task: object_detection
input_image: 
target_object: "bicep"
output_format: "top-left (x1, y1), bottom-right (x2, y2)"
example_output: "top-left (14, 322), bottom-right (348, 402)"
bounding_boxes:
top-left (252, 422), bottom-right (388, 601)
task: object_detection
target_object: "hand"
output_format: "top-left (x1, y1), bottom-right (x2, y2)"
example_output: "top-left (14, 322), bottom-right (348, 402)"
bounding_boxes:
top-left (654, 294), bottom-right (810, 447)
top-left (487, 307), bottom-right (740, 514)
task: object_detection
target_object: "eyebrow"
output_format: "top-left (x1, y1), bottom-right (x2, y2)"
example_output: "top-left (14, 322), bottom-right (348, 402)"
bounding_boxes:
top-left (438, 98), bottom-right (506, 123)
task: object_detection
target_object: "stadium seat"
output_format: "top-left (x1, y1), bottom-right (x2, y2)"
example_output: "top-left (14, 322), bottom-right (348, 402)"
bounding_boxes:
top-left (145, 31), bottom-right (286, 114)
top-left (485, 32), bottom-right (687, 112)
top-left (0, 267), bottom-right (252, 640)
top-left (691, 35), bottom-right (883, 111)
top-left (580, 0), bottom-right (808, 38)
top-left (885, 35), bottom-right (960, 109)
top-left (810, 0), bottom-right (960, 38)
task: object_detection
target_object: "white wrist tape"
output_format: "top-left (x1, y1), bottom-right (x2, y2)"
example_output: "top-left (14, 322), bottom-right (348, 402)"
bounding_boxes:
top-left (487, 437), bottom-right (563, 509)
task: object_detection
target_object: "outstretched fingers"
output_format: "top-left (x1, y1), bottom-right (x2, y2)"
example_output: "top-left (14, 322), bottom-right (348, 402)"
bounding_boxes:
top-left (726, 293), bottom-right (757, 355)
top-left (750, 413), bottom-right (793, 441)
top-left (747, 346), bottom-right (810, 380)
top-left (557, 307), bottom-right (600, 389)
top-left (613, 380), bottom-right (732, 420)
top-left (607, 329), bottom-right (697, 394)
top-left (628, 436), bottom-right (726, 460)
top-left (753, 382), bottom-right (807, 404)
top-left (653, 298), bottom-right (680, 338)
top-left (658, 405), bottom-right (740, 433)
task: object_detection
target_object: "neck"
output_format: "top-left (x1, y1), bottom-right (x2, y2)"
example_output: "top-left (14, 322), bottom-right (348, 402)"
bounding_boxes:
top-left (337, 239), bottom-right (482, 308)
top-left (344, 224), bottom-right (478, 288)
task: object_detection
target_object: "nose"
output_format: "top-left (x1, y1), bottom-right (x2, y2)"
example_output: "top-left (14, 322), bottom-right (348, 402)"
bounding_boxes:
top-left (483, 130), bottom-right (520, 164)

════════

• WHAT YOU HAVE TO DO:
Reproduce all of the lines above, substituting "bounding_box_detection" for every occurrence of "object_detection" and leaving everything else unchanged.

• COMPLETED TASK:
task: bounding_box_detection
input_image: 
target_object: "bicep"
output_format: "top-left (x1, y1), bottom-right (x2, y2)"
example_output: "top-left (14, 322), bottom-right (348, 402)"
bounding_boxes:
top-left (252, 422), bottom-right (388, 601)
task: bounding_box_detection
target_object: "hand"
output_format: "top-left (x1, y1), bottom-right (x2, y2)"
example_output: "top-left (14, 322), bottom-right (348, 402)"
bounding_boxes:
top-left (654, 294), bottom-right (810, 447)
top-left (487, 307), bottom-right (740, 514)
task: bounding_box_detection
target_object: "eyebrow"
output_format: "top-left (x1, y1), bottom-right (x2, y2)"
example_output: "top-left (14, 322), bottom-right (348, 402)"
bounding_boxes:
top-left (438, 98), bottom-right (506, 123)
task: bounding_box_detection
target_object: "stadium seat"
output_format: "top-left (x1, y1), bottom-right (x2, y2)"
example_output: "top-left (14, 322), bottom-right (348, 402)"
bounding_boxes:
top-left (145, 31), bottom-right (286, 114)
top-left (485, 32), bottom-right (687, 112)
top-left (0, 267), bottom-right (252, 640)
top-left (691, 35), bottom-right (883, 111)
top-left (580, 0), bottom-right (808, 38)
top-left (885, 35), bottom-right (960, 109)
top-left (810, 0), bottom-right (960, 38)
task: bounding_box_detection
target_object: "white wrist tape"
output_format: "top-left (x1, y1), bottom-right (x2, y2)"
example_output: "top-left (14, 322), bottom-right (348, 402)"
bounding_boxes:
top-left (487, 437), bottom-right (563, 509)
task: bounding_box_detection
target_object: "outstretched fingers"
output_format: "top-left (x1, y1), bottom-right (x2, y2)"
example_output: "top-left (14, 322), bottom-right (348, 402)"
bounding_boxes:
top-left (726, 293), bottom-right (757, 355)
top-left (750, 413), bottom-right (793, 441)
top-left (747, 346), bottom-right (810, 380)
top-left (557, 307), bottom-right (600, 389)
top-left (613, 380), bottom-right (732, 420)
top-left (607, 329), bottom-right (697, 394)
top-left (628, 436), bottom-right (726, 460)
top-left (753, 382), bottom-right (807, 404)
top-left (653, 298), bottom-right (680, 338)
top-left (658, 405), bottom-right (740, 433)
task: bounding_box_detection
target_object: "neck"
output_format: "top-left (x1, y1), bottom-right (x2, y2)"
example_output: "top-left (14, 322), bottom-right (348, 402)"
bounding_boxes:
top-left (337, 239), bottom-right (482, 308)
top-left (344, 224), bottom-right (478, 288)
task: bounding_box_detection
target_object: "nose"
output_format: "top-left (x1, y1), bottom-right (x2, y2)"
example_output: "top-left (14, 322), bottom-right (348, 402)"
bounding_boxes:
top-left (483, 130), bottom-right (520, 164)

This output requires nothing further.